Region labeling records |
┄┄┄┄┄┄

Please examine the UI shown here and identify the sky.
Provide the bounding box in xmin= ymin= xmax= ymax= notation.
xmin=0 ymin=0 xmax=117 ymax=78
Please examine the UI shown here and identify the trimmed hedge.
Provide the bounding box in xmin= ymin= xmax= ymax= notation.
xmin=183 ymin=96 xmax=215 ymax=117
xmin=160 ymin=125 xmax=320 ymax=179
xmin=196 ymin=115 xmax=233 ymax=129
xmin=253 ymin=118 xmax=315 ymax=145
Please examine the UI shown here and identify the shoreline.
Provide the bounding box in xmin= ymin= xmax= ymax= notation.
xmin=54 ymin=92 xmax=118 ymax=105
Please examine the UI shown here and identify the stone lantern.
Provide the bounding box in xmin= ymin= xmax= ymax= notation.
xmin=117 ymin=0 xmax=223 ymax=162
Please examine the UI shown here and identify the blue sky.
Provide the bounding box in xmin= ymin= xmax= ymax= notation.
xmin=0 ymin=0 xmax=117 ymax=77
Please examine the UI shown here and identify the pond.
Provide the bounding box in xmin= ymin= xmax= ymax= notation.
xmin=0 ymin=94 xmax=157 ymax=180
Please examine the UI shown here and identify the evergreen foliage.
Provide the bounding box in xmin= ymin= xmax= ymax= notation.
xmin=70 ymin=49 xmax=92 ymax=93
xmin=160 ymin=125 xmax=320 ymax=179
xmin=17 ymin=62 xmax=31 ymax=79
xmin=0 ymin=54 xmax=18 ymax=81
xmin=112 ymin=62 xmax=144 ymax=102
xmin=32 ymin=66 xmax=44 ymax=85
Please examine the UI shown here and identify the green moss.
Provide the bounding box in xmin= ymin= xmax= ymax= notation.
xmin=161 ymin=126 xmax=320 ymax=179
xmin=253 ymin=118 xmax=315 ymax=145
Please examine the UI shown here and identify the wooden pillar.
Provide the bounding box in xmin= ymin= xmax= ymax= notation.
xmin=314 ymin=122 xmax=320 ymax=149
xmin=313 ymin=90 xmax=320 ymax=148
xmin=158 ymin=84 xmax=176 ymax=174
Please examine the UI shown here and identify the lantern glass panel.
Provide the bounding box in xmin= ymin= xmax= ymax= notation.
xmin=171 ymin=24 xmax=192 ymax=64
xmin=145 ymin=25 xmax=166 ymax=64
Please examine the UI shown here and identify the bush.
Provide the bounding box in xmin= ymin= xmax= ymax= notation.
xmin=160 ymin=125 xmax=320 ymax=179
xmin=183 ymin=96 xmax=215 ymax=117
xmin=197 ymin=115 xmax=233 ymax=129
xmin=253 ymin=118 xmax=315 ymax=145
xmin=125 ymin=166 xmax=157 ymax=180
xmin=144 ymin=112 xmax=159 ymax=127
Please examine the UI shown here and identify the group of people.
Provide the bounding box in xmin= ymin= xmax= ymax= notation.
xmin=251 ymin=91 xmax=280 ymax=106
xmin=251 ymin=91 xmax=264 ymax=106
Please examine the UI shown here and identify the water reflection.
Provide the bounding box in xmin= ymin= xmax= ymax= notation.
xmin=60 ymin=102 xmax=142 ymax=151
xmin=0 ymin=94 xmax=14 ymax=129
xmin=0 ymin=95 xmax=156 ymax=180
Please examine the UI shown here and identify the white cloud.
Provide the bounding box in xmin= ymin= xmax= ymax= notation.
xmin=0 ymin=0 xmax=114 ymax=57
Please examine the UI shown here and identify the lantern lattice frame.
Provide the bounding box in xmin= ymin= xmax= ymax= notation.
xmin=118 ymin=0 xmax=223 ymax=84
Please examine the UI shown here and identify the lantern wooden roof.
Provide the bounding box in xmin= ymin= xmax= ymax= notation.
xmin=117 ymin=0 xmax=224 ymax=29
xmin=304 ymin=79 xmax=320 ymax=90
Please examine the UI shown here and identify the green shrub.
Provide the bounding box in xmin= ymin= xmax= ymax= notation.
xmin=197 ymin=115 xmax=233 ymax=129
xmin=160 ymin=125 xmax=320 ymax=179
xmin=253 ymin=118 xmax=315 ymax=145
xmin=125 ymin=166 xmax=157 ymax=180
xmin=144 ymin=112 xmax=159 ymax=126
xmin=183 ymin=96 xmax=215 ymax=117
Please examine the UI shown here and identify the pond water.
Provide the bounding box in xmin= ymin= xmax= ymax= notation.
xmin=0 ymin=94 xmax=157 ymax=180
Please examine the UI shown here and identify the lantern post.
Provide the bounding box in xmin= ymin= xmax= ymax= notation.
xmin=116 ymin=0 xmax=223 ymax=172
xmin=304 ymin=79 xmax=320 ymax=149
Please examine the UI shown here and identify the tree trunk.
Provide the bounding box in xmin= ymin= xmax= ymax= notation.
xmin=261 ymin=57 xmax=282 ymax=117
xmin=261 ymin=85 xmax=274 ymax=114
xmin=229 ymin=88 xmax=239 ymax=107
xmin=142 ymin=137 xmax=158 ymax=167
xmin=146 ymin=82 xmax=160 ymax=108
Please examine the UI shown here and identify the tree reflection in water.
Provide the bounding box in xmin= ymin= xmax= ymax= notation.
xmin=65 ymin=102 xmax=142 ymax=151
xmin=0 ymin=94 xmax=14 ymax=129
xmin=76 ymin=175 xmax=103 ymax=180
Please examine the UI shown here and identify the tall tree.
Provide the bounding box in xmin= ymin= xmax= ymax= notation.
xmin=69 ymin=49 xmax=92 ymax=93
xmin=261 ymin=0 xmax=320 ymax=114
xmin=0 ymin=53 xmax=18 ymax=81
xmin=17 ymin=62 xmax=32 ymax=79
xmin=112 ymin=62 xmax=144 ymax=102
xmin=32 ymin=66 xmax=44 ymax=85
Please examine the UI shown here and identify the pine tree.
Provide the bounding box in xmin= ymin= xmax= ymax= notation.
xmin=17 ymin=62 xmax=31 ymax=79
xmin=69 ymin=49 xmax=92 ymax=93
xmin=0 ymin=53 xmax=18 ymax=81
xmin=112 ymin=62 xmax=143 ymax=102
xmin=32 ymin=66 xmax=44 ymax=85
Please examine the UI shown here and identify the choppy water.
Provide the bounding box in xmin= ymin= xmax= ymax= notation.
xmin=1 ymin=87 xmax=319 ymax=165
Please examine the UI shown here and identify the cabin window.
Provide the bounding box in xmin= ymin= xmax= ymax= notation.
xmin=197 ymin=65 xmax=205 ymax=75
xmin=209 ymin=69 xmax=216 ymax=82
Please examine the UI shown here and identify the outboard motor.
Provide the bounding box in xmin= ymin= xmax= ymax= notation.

┄┄┄┄┄┄

What you should do | Gather every line from the entries above that contains the string "water", and copy each one. Only matches with the same letter case count.

Result |
Please examine the UI shown here and identify the water reflection.
Please examine the UI shown here and identify the pond water.
Please examine the UI shown here and identify the tree reflection in water.
Please examine the UI shown here and identify the choppy water.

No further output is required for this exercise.